**Objectif**
D'après le texte sur la psychophonie, quelles sont les trois fonctions assumées par l'oreille lorsque l'Homme se place comme poste récepteur ?

═══ Texte fourni ═══

2               Notions  de psychophonie

La psychophonie, comme nous l’avons vu, est une démarche novatrice dans l’enseignement de la pose de voix. Ce travail se fait selon six grands axes définis par le Collège de Psychophonie Marie-Louise AUCHER:

·        Réceptivité et émission

La qualité de notre émission vocale dépend de notre conscience corporelle et de la justesse de notre réception sensorielle.

·        Les cinq sens

L’enfant découvre le monde extérieur grâce à ses cinq sens. Adulte, nous les utilisons pour découvrir notre monde intérieur et l’enrichir.

·        Voix parlée – Voix chantée

Ces deux aspects de la voix sont indissociables. On ne saurait travailler l’une sans travailler l’autre. Poésie, mélodie, rythme en sont les clés.

·        Le souffle

Au cœur de la vie, il ouvre les portes de la voix.

·        Enracinement et rayonnement

Bâti sur un axe vertical et un axe horizontal, l’être humain trouve son équilibre entre ces deux pôles. La justesse de sa parole et la liberté de son chant en découlent.

·        Harmonisation

La démarche psychophonique permet de relier les différents plans de l’être : physique, énergétique, émotionnel, mental, spirituel et de les harmoniser. La relation à soi et aux autres s’en trouve facilitée et la communication enrichie.

2.1       L’Homme récepteur

La psychophonie, nous l’avons vu est une méthode d’éducation et de rééducation. Elle repose sur la prise en compte de la double faculté de l’Homme, considéré successivement comme :

            -    l’Homme poste récepteur des sons, l’Homme instrument vivant,

-         l’Homme, poste émetteur des sons, en réponse conditionnée correcte aux sons.

Ces deux aspects sont des éléments clés de la communication : recevoir et exprimer.

L’Homme, lorsqu’il se place comme poste récepteur, fait appel non seulement à son oreille qui assume les trois fonctions : audition, équilibre et fourniture d’un potentiel électrique au cerveau, mais également à une sensibilité tactile et nerveuse grâce à quelque 600 000 récepteurs sensoriels qui transmettent eux aussi des informations sonores aux zones cérébrales.

Les sons sont traités en pénétrant dans le domaine de la conscience. S’ils sont évalués par rapport à leur fréquence vibratoire, ils évoquent le plus souvent une image mentale et affective à l’être qui reçoit le message. Cette image, qui se constitue dès l’enfance, est conditionnée par le degré de réceptivité sensorielle, mais également le climat affectif.

Ainsi ce qui est communément appelé “ l’oreille ” dans le sens “d’avoir une bonne oreille”, résulte selon Marie-Louise AUCHER du conditionnement harmonieux d’une intégration des sons et de la voix humaine en fonction de l’intégrité des organes concernés et du climat heureux de l’enfance.

L’orthophonie intervient lorsqu’une éducation sensorielle de l’oreille s’impose qui permettra d’améliorer la puissance des organes de l’audition ou d’en rétablir le fonctionnement. L’orthophoniste vérifie et corrige les fonctionnements  dont les troubles et les effets marient l’organe à la sensation.

Cependant, lorsque ces troubles persistent alors que l’harmonie règne entre les organes et leur commandes nerveuses, une origine affective doit être envisagée pour laquelle la psychophonie peut intervenir.

Le psychophoniste, lors de sa formation acquiert les connaissances de base de l’orthophonie ainsi que les différentes étiologies psychologiques d’une dysharmonie d’expression parlée ou chantée. Il utilise toutes les facultés de l’Homme récepteur, tous ses sens : l’audition et le tact  principalement mais également la vue, le goût et l’odorat afin de marier respiration, décontraction et expression.

═══ Extraits des fiches ═══

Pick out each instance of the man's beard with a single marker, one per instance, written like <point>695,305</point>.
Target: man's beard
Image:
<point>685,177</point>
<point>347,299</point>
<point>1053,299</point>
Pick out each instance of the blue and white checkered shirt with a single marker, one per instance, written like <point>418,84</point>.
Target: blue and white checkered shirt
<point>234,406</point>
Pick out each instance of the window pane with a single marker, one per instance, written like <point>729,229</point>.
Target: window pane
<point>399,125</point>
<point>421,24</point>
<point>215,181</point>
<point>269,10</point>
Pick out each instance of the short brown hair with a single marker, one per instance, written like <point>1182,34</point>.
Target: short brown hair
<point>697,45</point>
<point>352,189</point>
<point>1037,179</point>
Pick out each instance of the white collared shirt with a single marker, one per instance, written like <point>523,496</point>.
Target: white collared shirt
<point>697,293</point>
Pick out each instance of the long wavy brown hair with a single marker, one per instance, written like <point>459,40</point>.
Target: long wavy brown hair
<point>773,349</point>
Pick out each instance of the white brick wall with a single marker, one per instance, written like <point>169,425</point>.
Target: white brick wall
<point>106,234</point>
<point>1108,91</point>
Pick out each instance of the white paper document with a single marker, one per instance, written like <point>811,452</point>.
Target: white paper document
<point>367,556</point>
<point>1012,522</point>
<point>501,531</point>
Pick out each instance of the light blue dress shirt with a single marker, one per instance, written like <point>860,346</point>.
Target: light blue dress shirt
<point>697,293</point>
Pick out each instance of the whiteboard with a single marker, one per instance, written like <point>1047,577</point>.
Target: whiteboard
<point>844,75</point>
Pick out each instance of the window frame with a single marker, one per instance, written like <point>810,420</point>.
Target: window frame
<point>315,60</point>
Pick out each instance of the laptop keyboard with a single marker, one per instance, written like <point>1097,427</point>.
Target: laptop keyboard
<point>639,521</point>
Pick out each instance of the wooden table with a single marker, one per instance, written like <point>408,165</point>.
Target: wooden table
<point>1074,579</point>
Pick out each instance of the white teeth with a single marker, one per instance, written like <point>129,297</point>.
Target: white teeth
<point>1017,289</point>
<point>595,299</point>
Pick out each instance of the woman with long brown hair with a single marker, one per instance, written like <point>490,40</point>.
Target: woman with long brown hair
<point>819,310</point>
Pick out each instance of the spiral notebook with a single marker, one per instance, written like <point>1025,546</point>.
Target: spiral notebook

═══

**Solution complète**
L'audition, l'équilibre et la fourniture d'un potentiel électrique au cerveau.